* BEGIN Provided entries *
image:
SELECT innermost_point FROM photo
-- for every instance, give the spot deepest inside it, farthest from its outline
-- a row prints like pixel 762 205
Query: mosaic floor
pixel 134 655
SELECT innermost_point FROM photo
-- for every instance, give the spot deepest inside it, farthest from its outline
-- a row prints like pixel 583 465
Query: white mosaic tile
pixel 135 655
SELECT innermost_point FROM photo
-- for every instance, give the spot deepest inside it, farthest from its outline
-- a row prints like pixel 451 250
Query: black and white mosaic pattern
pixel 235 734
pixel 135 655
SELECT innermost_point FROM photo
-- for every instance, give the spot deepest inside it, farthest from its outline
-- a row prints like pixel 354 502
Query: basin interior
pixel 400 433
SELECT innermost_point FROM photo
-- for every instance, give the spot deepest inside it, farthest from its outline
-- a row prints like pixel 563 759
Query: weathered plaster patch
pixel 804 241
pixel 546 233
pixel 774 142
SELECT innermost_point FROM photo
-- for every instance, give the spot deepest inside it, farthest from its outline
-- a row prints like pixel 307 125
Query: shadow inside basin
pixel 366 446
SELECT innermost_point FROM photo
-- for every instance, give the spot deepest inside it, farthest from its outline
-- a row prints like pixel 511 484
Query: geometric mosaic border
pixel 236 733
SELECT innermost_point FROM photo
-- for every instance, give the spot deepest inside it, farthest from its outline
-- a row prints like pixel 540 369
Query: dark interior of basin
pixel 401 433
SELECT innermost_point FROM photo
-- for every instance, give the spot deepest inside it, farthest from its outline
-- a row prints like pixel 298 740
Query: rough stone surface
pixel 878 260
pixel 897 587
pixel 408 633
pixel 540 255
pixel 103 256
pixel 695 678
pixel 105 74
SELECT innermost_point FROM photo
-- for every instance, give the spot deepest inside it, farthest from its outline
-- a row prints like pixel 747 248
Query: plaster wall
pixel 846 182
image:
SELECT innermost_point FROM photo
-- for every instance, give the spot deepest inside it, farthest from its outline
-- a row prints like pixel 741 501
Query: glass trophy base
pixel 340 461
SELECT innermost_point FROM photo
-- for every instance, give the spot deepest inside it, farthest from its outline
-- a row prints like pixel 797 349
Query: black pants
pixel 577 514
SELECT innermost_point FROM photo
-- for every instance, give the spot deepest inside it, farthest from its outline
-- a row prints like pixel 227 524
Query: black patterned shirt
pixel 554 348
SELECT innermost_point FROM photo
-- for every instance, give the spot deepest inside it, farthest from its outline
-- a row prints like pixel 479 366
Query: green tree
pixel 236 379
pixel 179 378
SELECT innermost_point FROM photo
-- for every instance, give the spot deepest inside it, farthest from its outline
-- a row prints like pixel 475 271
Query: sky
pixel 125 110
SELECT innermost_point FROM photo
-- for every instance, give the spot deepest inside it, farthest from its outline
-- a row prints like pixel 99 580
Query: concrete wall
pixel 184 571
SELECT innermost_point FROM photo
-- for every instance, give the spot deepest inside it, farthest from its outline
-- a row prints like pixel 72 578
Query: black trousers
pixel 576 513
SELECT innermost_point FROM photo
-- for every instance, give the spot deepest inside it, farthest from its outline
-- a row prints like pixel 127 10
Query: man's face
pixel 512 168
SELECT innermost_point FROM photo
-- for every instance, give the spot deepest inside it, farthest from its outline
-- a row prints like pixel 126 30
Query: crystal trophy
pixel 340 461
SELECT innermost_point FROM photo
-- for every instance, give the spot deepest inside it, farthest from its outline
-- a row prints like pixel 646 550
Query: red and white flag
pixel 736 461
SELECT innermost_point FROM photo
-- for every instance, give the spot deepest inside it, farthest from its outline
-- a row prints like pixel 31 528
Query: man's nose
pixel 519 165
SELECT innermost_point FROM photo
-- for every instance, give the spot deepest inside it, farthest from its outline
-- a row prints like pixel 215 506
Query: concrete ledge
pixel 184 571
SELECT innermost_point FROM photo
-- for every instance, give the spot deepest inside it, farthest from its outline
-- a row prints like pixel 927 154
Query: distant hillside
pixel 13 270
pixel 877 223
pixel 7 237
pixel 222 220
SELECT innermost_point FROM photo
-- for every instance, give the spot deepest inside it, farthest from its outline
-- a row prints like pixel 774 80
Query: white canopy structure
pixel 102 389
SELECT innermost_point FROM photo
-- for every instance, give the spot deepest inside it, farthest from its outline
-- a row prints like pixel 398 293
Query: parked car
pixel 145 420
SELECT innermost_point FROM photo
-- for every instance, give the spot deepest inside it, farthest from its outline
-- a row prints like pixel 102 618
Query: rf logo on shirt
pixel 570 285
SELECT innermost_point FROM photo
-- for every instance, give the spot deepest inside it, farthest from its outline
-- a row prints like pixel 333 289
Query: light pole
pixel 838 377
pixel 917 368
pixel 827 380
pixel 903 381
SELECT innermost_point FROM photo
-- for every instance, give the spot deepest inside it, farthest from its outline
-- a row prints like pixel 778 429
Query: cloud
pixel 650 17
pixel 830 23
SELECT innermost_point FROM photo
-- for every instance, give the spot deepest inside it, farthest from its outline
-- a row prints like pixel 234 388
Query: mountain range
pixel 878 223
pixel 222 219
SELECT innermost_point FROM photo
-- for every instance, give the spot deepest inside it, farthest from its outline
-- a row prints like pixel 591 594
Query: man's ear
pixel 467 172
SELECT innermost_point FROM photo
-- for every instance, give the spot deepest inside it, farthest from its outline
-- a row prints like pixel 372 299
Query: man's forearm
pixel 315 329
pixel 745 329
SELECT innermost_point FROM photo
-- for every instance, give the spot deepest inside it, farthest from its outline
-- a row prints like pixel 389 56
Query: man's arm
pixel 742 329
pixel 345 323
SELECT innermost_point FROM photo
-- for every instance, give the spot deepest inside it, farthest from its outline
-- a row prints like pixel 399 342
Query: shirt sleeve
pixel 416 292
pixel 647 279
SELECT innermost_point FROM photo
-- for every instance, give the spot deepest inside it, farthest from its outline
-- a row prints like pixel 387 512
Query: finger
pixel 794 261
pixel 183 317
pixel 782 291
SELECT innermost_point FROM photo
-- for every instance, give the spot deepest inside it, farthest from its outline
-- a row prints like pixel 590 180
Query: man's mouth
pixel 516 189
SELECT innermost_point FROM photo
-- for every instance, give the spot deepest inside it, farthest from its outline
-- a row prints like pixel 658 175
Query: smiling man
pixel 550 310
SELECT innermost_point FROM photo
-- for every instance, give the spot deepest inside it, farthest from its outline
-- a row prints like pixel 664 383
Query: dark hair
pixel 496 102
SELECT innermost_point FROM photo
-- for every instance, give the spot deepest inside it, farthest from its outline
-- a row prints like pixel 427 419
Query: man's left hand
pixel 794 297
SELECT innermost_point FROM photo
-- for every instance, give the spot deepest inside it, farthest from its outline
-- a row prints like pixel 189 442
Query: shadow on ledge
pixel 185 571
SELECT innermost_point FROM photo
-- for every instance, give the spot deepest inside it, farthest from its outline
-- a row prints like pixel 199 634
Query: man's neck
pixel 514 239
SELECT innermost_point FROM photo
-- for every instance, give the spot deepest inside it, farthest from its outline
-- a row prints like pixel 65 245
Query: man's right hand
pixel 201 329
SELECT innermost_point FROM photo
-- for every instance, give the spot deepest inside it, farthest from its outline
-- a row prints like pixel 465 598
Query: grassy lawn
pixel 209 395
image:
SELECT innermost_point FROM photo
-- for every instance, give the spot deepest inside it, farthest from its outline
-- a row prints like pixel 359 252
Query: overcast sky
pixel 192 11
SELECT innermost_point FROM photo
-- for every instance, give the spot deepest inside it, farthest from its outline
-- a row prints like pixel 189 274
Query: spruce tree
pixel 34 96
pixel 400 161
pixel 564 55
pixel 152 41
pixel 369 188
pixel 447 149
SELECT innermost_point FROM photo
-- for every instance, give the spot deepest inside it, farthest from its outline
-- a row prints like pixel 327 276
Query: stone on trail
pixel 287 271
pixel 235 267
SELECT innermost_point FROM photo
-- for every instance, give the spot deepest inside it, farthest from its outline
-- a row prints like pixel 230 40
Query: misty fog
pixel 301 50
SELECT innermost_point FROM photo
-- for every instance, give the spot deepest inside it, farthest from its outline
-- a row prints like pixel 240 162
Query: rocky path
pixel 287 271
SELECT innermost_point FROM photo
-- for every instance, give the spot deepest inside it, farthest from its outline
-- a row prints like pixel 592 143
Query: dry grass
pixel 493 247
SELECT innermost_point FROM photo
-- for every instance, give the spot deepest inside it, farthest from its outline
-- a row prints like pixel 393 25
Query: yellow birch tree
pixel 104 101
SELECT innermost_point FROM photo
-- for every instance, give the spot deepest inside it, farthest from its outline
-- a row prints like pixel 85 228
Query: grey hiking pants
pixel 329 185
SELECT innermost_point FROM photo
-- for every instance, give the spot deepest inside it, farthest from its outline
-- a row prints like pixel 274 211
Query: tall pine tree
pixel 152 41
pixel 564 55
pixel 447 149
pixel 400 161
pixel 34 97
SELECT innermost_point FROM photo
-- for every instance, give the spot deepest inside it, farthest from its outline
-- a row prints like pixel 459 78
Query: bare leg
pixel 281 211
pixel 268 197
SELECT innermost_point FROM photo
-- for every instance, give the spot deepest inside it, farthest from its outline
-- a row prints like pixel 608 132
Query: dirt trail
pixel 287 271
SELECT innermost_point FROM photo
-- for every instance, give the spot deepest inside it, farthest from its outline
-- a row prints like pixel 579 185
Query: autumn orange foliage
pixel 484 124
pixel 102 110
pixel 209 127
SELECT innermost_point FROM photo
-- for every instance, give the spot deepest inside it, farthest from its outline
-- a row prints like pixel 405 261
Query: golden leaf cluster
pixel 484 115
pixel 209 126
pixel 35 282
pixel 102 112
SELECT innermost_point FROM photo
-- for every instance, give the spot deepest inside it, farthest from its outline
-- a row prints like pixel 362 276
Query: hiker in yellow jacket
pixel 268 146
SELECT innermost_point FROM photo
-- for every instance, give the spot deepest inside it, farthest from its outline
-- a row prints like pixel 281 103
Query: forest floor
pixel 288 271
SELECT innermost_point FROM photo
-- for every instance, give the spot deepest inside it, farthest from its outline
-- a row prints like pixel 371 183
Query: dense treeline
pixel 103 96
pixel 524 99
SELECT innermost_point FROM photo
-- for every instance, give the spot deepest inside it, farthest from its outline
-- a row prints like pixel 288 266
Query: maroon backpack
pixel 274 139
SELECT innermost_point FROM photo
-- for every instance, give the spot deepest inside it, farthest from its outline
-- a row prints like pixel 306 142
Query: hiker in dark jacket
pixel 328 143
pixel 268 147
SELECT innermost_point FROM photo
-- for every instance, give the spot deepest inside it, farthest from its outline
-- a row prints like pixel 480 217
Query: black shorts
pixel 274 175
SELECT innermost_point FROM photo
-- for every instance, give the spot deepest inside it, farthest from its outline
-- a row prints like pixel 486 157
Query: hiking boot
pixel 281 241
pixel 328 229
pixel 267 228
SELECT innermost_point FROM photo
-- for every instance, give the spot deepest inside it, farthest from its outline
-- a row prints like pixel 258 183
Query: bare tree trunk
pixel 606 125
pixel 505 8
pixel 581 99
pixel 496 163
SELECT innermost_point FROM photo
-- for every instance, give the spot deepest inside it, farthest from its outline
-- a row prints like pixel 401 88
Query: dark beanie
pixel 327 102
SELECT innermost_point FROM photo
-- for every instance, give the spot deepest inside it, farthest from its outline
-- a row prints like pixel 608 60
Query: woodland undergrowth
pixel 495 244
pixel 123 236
* END Provided entries *
* _Exercise requirements_
How many lines in the items above contain the string "basin"? Case counts, and give only the number.

* _Result of the task_
3